* _Problema planteado 1_
Transcribe fielmente un pasaje del texto sobre el reparador de bicicletas. Empieza en las palabras "Así conocíamos en" y detente después de "de San Juan.".

* _Texto extraído_
**********
Así conocíamos en
la niñez a quien reparaba bicicletas. Jamás imaginé que profesiones tan
dispares, soberbia una, humilde la otra, fuesen de pronto similares. ¿En qué se
parecen el oficioso trabajador que suda desarmando vehículos con el oligarca
que rige los destinos de un país? En nada, sólo que uno, el de traje elegante y
enrevesado discurso, observó la labor de quien trabaja e ideó, no para aprender
sino con sentido práctico, la acción de parchar cada pinchazo que viene de
clavos que él mismo arrojó camino de una inmortalidad que se le ha terminado. Y
para parchar ni siquiera se quita la costosa vestimenta que lo disfraza, no sea
que al hacerlo se descubra que no era quien dijo ser y el desencanto explote
como noche de San Juan.
Alistó los
parches, de todo color y toda índole: promesas de mayores porcentajes, motores
fuera de borda, donaciones, dineros, soslayando la visión de que la bicicleta
plurinacional se cae a pedazos, que necesita refacción completa, soldadura,
rodamientos, pintura, montura, manubrio, ruedas, porque sin ellas no se anda.
**********
* _Registros proporcionados_
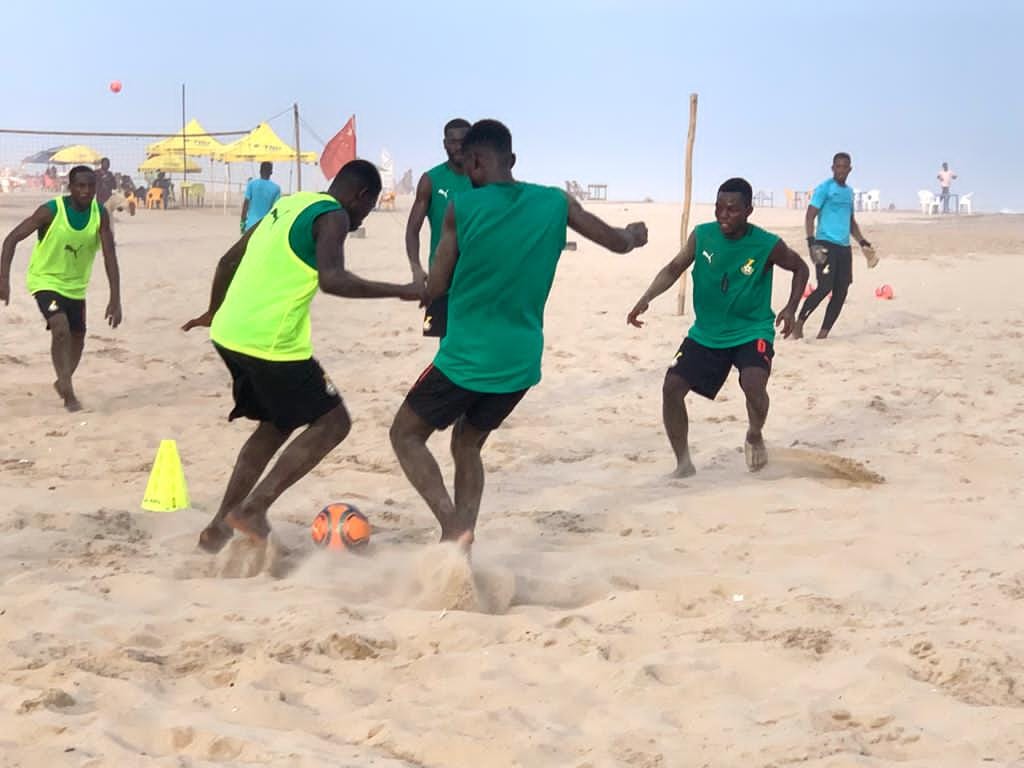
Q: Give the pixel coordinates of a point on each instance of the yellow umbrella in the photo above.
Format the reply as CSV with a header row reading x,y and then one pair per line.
x,y
262,144
170,164
196,143
76,154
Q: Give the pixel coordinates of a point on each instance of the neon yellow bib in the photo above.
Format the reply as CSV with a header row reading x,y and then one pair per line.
x,y
61,261
265,312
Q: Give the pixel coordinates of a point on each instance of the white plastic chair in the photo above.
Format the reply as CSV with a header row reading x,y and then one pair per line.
x,y
929,203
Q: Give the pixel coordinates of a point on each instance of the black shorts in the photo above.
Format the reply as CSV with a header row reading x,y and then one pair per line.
x,y
435,318
289,394
439,401
706,369
837,269
50,303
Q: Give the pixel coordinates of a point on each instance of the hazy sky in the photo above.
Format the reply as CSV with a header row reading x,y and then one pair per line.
x,y
595,91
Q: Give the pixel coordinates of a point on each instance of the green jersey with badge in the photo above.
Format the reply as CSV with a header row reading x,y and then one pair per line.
x,y
61,259
265,312
444,184
510,238
732,281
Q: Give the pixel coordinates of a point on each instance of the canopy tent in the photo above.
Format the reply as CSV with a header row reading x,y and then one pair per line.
x,y
169,164
195,143
262,144
43,158
75,155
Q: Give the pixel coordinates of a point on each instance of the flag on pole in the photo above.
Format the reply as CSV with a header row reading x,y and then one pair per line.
x,y
339,150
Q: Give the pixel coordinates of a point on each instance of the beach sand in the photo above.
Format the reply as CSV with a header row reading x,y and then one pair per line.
x,y
859,603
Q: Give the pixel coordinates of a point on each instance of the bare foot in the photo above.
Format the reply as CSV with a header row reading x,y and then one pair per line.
x,y
214,537
756,453
250,519
68,395
684,469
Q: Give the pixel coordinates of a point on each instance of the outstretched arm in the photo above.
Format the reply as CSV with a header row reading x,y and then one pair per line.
x,y
416,216
226,267
113,313
665,280
43,216
439,280
617,240
330,231
784,257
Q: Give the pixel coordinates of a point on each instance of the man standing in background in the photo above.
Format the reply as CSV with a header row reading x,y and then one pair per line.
x,y
261,194
945,181
437,187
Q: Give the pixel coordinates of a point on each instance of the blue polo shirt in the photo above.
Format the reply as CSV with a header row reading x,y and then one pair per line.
x,y
835,204
261,194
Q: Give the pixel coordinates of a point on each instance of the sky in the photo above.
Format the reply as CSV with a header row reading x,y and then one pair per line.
x,y
593,91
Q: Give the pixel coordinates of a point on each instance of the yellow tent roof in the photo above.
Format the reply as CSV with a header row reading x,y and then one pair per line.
x,y
197,143
170,164
76,154
262,143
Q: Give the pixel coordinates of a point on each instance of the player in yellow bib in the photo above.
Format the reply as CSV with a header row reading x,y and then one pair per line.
x,y
259,325
70,230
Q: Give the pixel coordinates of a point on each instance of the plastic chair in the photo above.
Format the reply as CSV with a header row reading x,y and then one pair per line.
x,y
929,203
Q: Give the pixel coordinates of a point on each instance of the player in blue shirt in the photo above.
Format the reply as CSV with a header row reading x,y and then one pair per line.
x,y
261,194
832,205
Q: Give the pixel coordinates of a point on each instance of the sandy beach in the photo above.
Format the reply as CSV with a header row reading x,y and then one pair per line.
x,y
859,603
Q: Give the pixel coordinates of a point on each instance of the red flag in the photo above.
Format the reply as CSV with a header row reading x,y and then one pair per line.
x,y
339,150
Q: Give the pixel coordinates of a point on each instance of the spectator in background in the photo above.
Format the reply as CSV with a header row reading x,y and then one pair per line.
x,y
105,181
261,194
945,181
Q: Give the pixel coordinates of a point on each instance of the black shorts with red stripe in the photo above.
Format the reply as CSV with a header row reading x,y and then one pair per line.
x,y
439,401
706,369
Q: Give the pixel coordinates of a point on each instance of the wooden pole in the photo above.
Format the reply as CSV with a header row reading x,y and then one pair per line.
x,y
298,151
684,227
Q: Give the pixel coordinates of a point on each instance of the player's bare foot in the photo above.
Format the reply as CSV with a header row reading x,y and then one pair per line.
x,y
756,453
684,469
68,395
250,519
214,537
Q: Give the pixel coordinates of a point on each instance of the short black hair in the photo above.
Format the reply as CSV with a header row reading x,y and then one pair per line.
x,y
491,133
77,170
740,186
357,174
457,123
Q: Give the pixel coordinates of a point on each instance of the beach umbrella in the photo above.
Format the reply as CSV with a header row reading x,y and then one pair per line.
x,y
76,155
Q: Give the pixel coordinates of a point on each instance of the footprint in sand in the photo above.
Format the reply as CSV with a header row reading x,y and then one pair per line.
x,y
818,466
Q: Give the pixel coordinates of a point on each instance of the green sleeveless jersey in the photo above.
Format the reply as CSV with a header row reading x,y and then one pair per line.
x,y
510,239
61,260
444,184
265,312
732,287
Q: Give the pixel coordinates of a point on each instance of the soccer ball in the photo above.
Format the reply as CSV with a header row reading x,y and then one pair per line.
x,y
340,526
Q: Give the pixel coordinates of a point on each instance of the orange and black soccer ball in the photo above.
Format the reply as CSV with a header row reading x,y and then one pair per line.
x,y
340,526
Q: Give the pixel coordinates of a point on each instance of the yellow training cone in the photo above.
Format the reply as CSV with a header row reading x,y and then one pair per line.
x,y
166,491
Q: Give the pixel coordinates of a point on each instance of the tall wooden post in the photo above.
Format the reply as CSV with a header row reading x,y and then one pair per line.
x,y
684,227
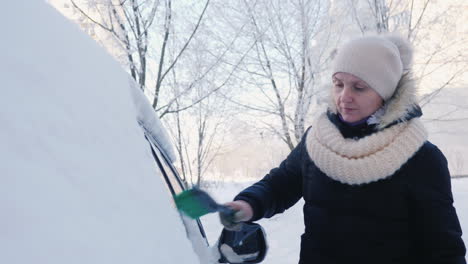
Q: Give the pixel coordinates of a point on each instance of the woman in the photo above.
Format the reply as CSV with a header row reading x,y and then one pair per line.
x,y
375,190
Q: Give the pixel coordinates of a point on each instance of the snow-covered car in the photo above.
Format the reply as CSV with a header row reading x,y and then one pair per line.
x,y
86,173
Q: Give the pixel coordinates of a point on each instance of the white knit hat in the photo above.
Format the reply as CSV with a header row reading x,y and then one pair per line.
x,y
380,61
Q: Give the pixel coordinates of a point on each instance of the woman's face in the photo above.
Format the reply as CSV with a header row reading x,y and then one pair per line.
x,y
354,98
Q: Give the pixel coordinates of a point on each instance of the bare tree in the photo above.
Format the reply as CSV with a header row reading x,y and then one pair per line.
x,y
284,67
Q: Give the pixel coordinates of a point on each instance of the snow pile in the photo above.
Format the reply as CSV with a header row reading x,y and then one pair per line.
x,y
78,181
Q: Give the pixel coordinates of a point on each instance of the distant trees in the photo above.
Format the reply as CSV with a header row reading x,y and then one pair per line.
x,y
435,29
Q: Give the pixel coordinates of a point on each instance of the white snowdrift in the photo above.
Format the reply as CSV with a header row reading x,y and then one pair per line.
x,y
78,183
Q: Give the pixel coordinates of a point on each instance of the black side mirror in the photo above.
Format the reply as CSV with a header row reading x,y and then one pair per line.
x,y
248,245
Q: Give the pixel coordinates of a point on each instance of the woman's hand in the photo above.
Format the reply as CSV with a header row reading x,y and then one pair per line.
x,y
243,213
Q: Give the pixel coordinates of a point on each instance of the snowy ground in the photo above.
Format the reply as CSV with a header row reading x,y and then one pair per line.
x,y
283,231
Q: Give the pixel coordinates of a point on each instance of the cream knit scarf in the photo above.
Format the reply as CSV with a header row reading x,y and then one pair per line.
x,y
373,157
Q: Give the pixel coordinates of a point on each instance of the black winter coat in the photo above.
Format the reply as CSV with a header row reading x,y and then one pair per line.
x,y
407,218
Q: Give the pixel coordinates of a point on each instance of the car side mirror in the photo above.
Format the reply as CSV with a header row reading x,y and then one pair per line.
x,y
248,245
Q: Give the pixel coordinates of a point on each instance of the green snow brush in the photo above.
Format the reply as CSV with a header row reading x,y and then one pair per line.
x,y
196,203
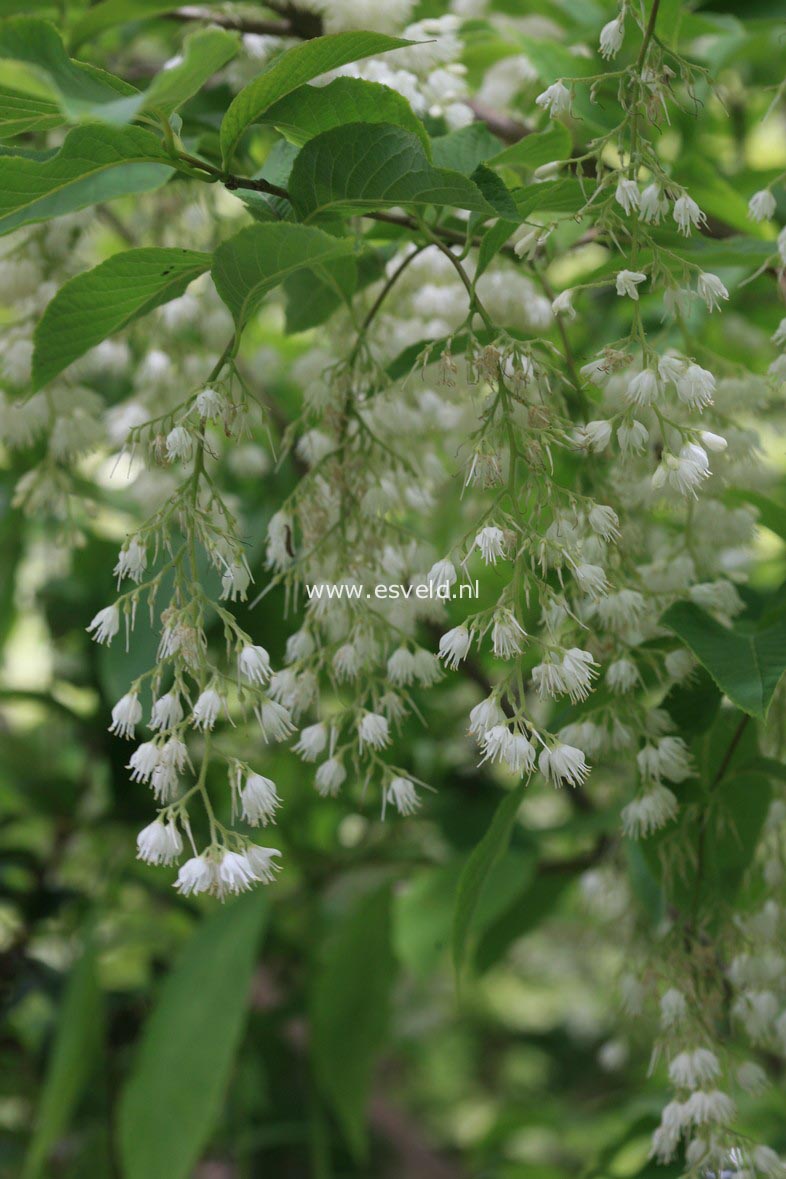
**********
* _Problema planteado 2_
Escribe solo el número de líneas de los registros en las que aparece la palabra "green".

* _Solución completa 1_
Así conocíamos en
la niñez a quien reparaba bicicletas. Jamás imaginé que profesiones tan
dispares, soberbia una, humilde la otra, fuesen de pronto similares. ¿En qué se
parecen el oficioso trabajador que suda desarmando vehículos con el oligarca
que rige los destinos de un país? En nada, sólo que uno, el de traje elegante y
enrevesado discurso, observó la labor de quien trabaja e ideó, no para aprender
sino con sentido práctico, la acción de parchar cada pinchazo que viene de
clavos que él mismo arrojó camino de una inmortalidad que se le ha terminado. Y
para parchar ni siquiera se quita la costosa vestimenta que lo disfraza, no sea
que al hacerlo se descubra que no era quien dijo ser y el desencanto explote
como noche de San Juan.

* _Solución completa 2_
3